Ya queda poco para que finalice este Año Xacobeo, con un exitoso Camino de Santiago tan masificado, que en sus últimos kilómetros parece más una manifestación que un peregrinaje. Y tal vez éste sea un buen momento para plantearnos si la religión contribuye o no al esfuerzo de intentar conseguir un mundo mejor.

¿Aporta algo a nuestra sociedad que los creyentes se martiricen, enciendan velas o se pongan a adorar a Dios como fórmula para que se les cumpla un deseo? No se trata de cuestionar la existencia de Dios, sino la utilidad colectiva de la fe así interpretada. 

Yo he tenido la suerte de conocer a alguna buena gente, creyente e inteligente. Y el común denominador de todos ellos es que entendían la religión como una especie de intercambio. Ellos asumían una aptitud coherente al humanismo cristiano que bien entendido suma y a cambio se sentían espiritualmente apoyados.

La iglesia tiene la responsabilidad moral de ser útil a la gente en general, sean creyentes o no, y sólo consiguiéndolo se ganaría el respeto de cualquier individuo con calidad humana.

Estoy convencido de que en estos momentos hay un gran número de personas dentro de la estructura eclesiástica que están deseando asumir esa responsabilidad.

Cuando un creyente recurre a la religión como ayuda para solucionar un problema, rara vez se plantea un intercambio comunitariamente útil para su entorno. Nadie piensa en un compromiso concreto que beneficie a su círculo personal o social como oferta de trueque para que se haga realidad su deseo, sino que su oferta de intercambio normalmente se reduce a ponerse a implorar, agasajar y adorar a cristos, vírgenes y santos a cambio de su petición.

¿No deberían los responsables de la iglesia transmitir la idea de otro tipo de intercambio socialmente provechoso?

Si Dios existe estoy convencido de que la idea le parecería buena, y aunque no existiera, nos parecería buena idea a todos.
----------------------------------------
PREGUNTAS DE ESTUDIO
1. Indica cómo entendían la religión las personas creyentes e inteligentes que se mencionan en el texto.
2. Reescribe el fragmento del texto comenzando en "La iglesia tiene" y terminando en "de su petición.", y cambia "responsabilidad" por "obligación".
El listado no interviene en nada de lo que aquí se pide.

EXTRACTO DE DATOS
----------------------------------------
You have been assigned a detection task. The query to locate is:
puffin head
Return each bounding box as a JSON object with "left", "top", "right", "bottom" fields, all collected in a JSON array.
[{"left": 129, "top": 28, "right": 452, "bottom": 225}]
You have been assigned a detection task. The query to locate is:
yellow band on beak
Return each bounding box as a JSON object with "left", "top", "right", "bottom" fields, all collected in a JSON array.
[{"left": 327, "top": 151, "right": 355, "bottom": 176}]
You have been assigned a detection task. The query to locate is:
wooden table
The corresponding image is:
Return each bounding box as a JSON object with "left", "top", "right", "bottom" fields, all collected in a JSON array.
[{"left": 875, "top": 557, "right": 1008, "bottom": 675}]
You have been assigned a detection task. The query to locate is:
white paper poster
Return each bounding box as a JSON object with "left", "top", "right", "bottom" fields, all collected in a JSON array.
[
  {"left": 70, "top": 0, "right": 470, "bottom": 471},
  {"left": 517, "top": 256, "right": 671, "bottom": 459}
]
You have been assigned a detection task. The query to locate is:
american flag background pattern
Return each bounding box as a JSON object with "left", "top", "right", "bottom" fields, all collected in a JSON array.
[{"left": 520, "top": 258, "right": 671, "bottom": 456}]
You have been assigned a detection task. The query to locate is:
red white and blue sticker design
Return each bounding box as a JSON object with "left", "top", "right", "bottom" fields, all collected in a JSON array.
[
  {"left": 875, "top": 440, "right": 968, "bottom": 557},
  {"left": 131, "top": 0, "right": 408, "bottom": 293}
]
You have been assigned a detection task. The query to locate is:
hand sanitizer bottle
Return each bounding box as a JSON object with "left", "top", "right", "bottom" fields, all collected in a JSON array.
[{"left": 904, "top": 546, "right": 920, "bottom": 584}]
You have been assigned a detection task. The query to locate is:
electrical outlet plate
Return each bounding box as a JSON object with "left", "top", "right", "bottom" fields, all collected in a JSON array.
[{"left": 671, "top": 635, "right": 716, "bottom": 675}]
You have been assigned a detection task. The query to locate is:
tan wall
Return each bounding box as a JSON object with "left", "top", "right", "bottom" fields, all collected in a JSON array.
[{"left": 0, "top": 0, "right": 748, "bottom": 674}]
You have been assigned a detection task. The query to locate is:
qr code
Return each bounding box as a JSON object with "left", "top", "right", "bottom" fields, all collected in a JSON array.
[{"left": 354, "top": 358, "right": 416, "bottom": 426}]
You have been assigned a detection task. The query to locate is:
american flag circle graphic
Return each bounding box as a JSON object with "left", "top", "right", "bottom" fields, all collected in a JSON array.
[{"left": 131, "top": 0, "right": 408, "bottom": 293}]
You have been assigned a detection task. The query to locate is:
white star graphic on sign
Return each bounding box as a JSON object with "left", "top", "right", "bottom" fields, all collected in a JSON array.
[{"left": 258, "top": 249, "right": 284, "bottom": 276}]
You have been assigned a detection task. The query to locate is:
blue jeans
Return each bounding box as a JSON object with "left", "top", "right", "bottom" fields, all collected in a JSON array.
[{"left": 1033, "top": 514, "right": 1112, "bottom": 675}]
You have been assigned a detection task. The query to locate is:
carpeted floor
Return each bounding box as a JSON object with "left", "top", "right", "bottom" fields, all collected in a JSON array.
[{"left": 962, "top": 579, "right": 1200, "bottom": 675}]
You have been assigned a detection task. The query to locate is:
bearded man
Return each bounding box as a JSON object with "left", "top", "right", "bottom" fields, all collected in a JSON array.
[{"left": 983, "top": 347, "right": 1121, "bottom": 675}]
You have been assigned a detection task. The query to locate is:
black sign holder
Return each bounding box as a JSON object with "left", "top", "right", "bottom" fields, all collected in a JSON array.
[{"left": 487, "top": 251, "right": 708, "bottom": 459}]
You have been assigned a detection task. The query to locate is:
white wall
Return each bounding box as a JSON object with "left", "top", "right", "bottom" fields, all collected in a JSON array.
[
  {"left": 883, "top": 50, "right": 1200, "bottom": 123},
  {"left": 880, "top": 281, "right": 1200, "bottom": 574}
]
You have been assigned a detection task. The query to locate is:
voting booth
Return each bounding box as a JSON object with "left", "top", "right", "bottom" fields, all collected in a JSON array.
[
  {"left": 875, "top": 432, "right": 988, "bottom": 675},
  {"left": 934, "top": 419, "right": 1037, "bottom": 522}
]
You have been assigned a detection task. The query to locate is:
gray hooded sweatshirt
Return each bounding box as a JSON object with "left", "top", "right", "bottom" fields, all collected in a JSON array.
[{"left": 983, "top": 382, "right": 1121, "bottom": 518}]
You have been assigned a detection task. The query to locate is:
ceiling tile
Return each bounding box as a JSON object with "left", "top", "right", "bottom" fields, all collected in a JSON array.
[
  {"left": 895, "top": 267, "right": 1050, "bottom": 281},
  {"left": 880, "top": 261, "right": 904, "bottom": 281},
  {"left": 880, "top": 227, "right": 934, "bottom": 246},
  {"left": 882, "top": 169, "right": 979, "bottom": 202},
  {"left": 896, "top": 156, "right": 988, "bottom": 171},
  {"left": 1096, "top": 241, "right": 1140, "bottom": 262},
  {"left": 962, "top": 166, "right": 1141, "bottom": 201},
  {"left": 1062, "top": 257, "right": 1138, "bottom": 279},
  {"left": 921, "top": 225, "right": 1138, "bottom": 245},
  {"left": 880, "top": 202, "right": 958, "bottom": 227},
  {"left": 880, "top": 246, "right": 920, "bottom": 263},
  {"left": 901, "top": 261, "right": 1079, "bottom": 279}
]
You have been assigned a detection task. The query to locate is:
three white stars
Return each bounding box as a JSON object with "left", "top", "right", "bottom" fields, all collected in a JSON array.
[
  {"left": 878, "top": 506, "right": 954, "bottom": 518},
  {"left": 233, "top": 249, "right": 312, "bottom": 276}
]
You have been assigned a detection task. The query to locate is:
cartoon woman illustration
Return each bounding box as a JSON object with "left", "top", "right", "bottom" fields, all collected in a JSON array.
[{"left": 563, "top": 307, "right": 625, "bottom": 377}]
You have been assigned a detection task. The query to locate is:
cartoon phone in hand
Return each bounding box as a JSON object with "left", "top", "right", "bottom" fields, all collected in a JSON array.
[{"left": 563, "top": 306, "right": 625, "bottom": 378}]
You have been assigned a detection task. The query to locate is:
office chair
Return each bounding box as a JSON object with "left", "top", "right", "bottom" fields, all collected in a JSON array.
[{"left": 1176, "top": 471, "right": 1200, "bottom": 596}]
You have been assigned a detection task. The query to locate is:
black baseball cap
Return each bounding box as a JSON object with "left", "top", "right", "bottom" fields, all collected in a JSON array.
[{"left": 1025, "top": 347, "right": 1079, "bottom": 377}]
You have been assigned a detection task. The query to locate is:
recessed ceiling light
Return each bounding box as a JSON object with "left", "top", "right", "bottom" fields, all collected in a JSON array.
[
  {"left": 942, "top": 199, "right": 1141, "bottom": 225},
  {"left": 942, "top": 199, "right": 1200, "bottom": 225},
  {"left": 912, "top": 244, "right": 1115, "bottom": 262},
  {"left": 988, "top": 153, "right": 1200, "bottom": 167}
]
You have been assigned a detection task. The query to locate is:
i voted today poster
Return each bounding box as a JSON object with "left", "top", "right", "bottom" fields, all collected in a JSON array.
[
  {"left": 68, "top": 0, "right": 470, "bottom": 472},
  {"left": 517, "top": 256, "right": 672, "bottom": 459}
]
----------------------------------------
LISTA DE RESPUESTAS
1. La entendían como una especie de intercambio.

2.
La iglesia tiene la obligación moral de ser útil a la gente en general, sean creyentes o no, y sólo consiguiéndolo se ganaría el respeto de cualquier individuo con calidad humana.

Estoy convencido de que en estos momentos hay un gran número de personas dentro de la estructura eclesiástica que están deseando asumir esa obligación.

Cuando un creyente recurre a la religión como ayuda para solucionar un problema, rara vez se plantea un intercambio comunitariamente útil para su entorno. Nadie piensa en un compromiso concreto que beneficie a su círculo personal o social como oferta de trueque para que se haga realidad su deseo, sino que su oferta de intercambio normalmente se reduce a ponerse a implorar, agasajar y adorar a cristos, vírgenes y santos a cambio de su petición.